-- BEGIN --

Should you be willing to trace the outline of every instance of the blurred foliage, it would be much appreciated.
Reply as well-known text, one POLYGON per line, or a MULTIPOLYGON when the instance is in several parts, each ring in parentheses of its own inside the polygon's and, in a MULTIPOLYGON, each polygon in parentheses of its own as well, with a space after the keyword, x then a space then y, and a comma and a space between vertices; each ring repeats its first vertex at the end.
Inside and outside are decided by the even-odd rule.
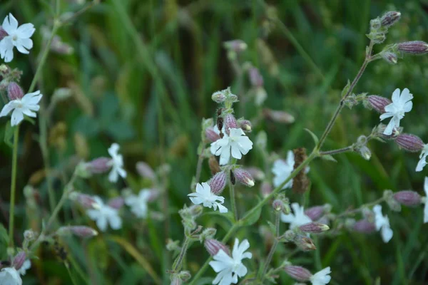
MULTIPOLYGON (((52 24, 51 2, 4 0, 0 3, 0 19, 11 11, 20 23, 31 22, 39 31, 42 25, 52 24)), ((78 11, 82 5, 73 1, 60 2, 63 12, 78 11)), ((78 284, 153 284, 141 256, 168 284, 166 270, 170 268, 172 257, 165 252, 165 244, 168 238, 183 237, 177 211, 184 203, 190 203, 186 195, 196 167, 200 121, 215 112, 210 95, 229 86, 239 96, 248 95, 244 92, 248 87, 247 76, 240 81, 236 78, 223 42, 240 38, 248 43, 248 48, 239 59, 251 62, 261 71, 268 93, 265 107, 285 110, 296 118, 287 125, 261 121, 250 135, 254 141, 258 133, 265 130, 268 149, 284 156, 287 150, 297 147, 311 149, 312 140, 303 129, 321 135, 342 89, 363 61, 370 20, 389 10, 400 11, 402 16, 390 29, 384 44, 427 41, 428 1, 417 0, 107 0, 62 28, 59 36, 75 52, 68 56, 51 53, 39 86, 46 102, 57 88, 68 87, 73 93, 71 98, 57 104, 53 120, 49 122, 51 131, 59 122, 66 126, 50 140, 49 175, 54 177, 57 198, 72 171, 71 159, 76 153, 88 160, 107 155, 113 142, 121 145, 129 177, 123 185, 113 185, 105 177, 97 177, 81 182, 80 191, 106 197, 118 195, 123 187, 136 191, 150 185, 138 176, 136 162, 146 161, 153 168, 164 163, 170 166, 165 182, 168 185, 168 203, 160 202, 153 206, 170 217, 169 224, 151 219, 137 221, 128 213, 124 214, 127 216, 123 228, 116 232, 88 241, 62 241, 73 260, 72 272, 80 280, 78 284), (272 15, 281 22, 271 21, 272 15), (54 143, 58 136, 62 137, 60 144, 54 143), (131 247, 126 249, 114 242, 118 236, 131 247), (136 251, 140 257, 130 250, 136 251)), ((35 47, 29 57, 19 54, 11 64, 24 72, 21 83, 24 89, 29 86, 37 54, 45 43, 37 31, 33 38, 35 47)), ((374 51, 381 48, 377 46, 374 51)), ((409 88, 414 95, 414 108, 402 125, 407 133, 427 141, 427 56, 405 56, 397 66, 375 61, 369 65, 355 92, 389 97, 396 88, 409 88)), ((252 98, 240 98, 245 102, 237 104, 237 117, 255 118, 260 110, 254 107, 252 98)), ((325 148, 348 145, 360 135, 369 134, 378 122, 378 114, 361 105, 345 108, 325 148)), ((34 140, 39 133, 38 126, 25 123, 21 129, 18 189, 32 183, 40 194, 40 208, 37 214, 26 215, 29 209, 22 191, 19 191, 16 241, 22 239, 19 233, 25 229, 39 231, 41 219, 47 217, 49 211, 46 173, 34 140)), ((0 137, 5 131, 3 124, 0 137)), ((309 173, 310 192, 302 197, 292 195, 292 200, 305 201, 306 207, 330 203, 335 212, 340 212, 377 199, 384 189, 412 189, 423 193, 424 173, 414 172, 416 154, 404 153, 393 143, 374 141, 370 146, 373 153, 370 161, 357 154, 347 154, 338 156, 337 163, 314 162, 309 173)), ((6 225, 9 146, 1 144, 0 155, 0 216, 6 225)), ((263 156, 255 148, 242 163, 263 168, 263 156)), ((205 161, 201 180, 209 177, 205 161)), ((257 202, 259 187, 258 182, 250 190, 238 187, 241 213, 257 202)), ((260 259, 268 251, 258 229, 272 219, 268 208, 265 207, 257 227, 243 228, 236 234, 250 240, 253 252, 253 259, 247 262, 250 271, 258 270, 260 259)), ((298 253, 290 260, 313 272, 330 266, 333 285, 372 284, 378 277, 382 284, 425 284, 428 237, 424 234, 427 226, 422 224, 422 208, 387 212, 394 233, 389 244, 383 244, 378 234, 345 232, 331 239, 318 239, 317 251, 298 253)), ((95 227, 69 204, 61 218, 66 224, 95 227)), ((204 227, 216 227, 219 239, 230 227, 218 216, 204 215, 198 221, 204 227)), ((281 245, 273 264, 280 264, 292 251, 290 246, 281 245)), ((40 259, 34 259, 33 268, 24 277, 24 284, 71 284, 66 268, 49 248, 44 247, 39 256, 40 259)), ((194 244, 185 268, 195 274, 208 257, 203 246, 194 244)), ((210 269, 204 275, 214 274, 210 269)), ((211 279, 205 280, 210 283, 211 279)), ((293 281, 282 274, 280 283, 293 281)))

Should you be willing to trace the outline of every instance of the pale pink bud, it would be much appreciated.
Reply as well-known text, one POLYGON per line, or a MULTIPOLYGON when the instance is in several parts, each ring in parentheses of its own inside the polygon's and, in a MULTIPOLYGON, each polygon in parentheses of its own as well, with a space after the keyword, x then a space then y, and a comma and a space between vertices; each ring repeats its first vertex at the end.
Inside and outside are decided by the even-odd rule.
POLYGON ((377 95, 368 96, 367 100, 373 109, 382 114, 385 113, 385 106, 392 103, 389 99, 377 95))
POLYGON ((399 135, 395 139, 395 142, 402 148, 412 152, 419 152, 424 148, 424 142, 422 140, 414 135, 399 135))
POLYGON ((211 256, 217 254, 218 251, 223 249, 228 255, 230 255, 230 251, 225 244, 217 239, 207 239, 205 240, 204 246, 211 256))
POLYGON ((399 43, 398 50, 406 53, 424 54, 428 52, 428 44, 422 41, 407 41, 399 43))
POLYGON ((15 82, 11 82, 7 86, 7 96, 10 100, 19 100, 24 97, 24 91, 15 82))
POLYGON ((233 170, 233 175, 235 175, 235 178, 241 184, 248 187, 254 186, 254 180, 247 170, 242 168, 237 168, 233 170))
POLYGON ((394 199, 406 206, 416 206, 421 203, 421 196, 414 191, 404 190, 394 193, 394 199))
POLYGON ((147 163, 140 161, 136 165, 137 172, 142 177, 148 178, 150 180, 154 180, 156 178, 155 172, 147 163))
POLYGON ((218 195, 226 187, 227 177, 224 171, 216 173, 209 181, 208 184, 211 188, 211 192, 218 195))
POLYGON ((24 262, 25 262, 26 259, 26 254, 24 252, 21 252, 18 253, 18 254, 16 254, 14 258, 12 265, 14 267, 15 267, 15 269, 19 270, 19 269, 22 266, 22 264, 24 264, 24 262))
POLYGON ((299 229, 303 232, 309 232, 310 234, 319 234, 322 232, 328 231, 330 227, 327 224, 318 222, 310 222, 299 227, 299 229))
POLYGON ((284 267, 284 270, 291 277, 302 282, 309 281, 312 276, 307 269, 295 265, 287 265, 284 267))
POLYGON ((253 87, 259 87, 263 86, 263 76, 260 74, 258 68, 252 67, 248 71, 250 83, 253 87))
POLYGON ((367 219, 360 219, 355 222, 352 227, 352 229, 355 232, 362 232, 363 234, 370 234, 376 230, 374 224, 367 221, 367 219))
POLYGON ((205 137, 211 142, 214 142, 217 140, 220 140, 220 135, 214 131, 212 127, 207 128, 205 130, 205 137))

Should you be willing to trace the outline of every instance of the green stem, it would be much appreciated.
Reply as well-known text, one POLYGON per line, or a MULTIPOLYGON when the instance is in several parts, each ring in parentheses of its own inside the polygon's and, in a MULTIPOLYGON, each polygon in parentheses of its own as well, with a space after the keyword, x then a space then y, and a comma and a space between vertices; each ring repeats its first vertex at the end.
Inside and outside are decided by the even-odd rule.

-- END --

**Task directions**
Every record gets retyped exactly; no picture goes into the copy.

**Solution for this exercise**
Should you be willing to trace the outline of every instance of the blurred foliage, it would be much appreciated.
Reply as well-known text, one POLYGON per line, or a MULTIPOLYGON when the instance is in several parts, each ring in parentheses of its own inside the polygon's and, in a MULTIPOLYGON, each polygon in parentheses of its own as well, with a space after the keyword, x then a space then y, and a comma and a space between vertices; each ring repeats its first vertex at the end.
Inside and outside are decided by the even-odd rule.
MULTIPOLYGON (((52 24, 51 2, 4 0, 0 3, 0 19, 11 11, 20 23, 31 22, 39 31, 42 25, 52 24)), ((78 11, 82 5, 73 1, 60 2, 63 12, 78 11)), ((78 284, 153 284, 141 256, 168 284, 166 270, 170 268, 172 257, 165 252, 165 244, 168 238, 183 237, 177 211, 184 203, 190 203, 186 195, 196 167, 200 121, 215 112, 210 95, 229 86, 239 96, 248 95, 244 92, 248 87, 247 76, 240 81, 236 78, 223 42, 240 38, 248 43, 248 48, 239 59, 251 62, 261 71, 268 93, 265 107, 285 110, 296 118, 287 125, 261 121, 250 135, 254 141, 258 133, 265 130, 268 149, 284 156, 287 150, 297 147, 311 149, 312 140, 303 129, 321 135, 342 89, 363 61, 370 20, 389 10, 400 11, 402 16, 390 29, 384 44, 427 41, 428 1, 417 0, 107 0, 62 28, 59 36, 75 52, 68 56, 51 53, 39 86, 46 102, 57 88, 68 87, 73 93, 71 98, 57 104, 53 120, 49 122, 51 131, 59 122, 66 126, 50 140, 49 175, 54 177, 57 198, 72 171, 71 159, 76 153, 88 160, 107 155, 113 142, 121 145, 129 177, 123 185, 113 185, 105 177, 97 177, 81 182, 80 191, 106 197, 118 195, 123 187, 136 191, 150 185, 138 176, 136 162, 146 161, 153 168, 164 163, 170 166, 165 182, 168 185, 168 203, 160 202, 153 206, 170 217, 169 224, 151 219, 137 221, 128 213, 124 214, 127 216, 123 228, 116 232, 88 241, 62 241, 73 260, 72 272, 80 280, 78 284), (272 15, 281 22, 271 21, 272 15), (54 143, 58 136, 62 137, 60 144, 54 143), (131 247, 126 249, 114 242, 118 236, 131 247), (136 251, 140 257, 130 250, 136 251)), ((35 47, 29 57, 19 54, 11 64, 24 72, 21 83, 24 89, 29 86, 37 54, 45 43, 37 31, 33 38, 35 47)), ((374 51, 381 48, 377 46, 374 51)), ((409 88, 414 95, 414 108, 402 125, 407 133, 427 141, 427 56, 405 56, 397 66, 375 61, 369 65, 355 92, 389 97, 396 88, 409 88)), ((252 98, 240 98, 245 102, 237 104, 237 117, 255 118, 260 110, 254 107, 252 98)), ((325 148, 348 145, 360 135, 369 134, 378 122, 378 114, 361 105, 345 108, 325 148)), ((34 140, 39 133, 38 126, 25 123, 21 129, 18 189, 32 183, 40 194, 40 208, 37 214, 26 215, 29 209, 22 191, 19 191, 16 241, 22 239, 19 233, 25 229, 39 231, 41 219, 47 217, 49 211, 46 173, 34 140)), ((0 137, 5 131, 3 124, 0 137)), ((309 173, 310 192, 302 197, 292 195, 292 200, 305 201, 306 207, 330 203, 335 212, 340 212, 377 199, 384 189, 412 189, 423 193, 424 173, 414 172, 416 154, 404 153, 393 143, 374 141, 370 146, 373 153, 370 161, 357 154, 347 154, 338 156, 337 163, 314 162, 309 173)), ((6 225, 9 146, 1 144, 0 155, 0 216, 6 225)), ((263 156, 255 148, 242 163, 263 168, 263 156)), ((205 161, 201 180, 209 177, 205 161)), ((257 202, 259 187, 258 182, 250 190, 238 187, 241 213, 257 202)), ((260 259, 268 251, 258 229, 272 219, 268 208, 265 207, 257 227, 243 228, 236 234, 250 240, 253 252, 253 259, 247 262, 250 271, 258 270, 260 259)), ((298 253, 290 260, 313 272, 330 266, 333 285, 372 284, 378 277, 382 284, 425 284, 428 237, 424 234, 427 226, 422 224, 422 208, 387 212, 394 233, 389 244, 383 244, 378 234, 345 232, 331 239, 318 239, 317 251, 298 253)), ((95 227, 69 204, 61 218, 66 224, 95 227)), ((204 227, 216 227, 219 239, 230 227, 218 216, 204 215, 198 221, 204 227)), ((281 245, 273 264, 280 264, 292 251, 290 246, 281 245)), ((40 259, 34 259, 33 268, 24 277, 24 284, 71 284, 66 268, 49 248, 44 247, 39 256, 40 259)), ((194 244, 185 268, 195 274, 208 257, 203 246, 194 244)), ((210 269, 204 275, 214 274, 210 269)), ((211 279, 205 280, 210 283, 211 279)), ((293 281, 282 274, 280 283, 293 281)))

Should you be willing to trace the outline of every instance of the pale pink bud, it would be much appreciated.
Reply as well-known text, one POLYGON per line, or a MULTIPOLYGON when the instance is in several parts, each ring in parentheses of its own inside the polygon's and, in a MULTIPOLYGON, each polygon in parentheses of its own as well, with a space after the keyword, x then a space then y, and a comma and a space between vertices; each ring repeats its first vertex at the end.
Inside and outside are decided by the even-odd rule.
POLYGON ((377 95, 368 96, 367 100, 373 109, 382 114, 385 113, 385 106, 392 103, 389 99, 377 95))
POLYGON ((399 135, 395 139, 395 142, 402 148, 412 152, 419 152, 424 148, 424 142, 422 140, 414 135, 399 135))
POLYGON ((211 256, 217 254, 218 251, 223 249, 228 255, 230 255, 230 251, 225 244, 217 239, 207 239, 205 240, 204 246, 211 256))
POLYGON ((399 43, 398 50, 406 53, 424 54, 428 52, 428 44, 422 41, 407 41, 399 43))
POLYGON ((15 82, 11 82, 7 86, 7 96, 10 100, 19 100, 24 97, 24 91, 15 82))
POLYGON ((233 170, 233 175, 235 175, 235 178, 241 184, 248 187, 254 186, 254 180, 247 170, 242 168, 237 168, 233 170))
POLYGON ((394 199, 406 206, 416 206, 421 203, 421 196, 414 191, 404 190, 394 193, 394 199))
POLYGON ((147 163, 140 161, 136 165, 137 172, 142 177, 148 178, 150 180, 154 180, 156 178, 155 172, 147 163))
POLYGON ((218 195, 226 187, 227 177, 224 171, 216 173, 209 181, 208 184, 211 188, 211 192, 218 195))
POLYGON ((24 262, 25 262, 26 259, 26 254, 24 252, 21 252, 18 253, 18 254, 16 254, 14 258, 12 265, 14 267, 15 267, 15 269, 19 270, 19 269, 22 266, 22 264, 24 264, 24 262))
POLYGON ((299 229, 303 232, 309 232, 310 234, 319 234, 322 232, 328 231, 330 227, 327 224, 318 222, 310 222, 299 227, 299 229))
POLYGON ((284 267, 284 270, 291 277, 302 282, 309 281, 312 276, 307 269, 295 265, 287 265, 284 267))
POLYGON ((253 87, 259 87, 263 86, 263 76, 260 74, 258 68, 252 67, 248 71, 250 83, 253 87))
POLYGON ((367 219, 360 219, 355 222, 352 227, 352 229, 355 232, 362 232, 363 234, 370 234, 376 230, 374 224, 367 221, 367 219))
POLYGON ((205 137, 211 142, 214 142, 217 140, 220 140, 220 135, 214 131, 212 127, 207 128, 205 130, 205 137))

Should you be willing to trace the outline of every instance of the green stem, it would be much appreciated.
Reply as well-known text, one POLYGON per line, or a MULTIPOLYGON when the instance is in several parts, each ring in parentheses of its own inside the polygon's and, in a MULTIPOLYGON, each polygon in parentheses of its own as well, with a space after the keyword, x then a space then y, and a comma and a space between vertices; each ring repeats its first vertex at the end.
Inside and outside are decided by the even-odd rule.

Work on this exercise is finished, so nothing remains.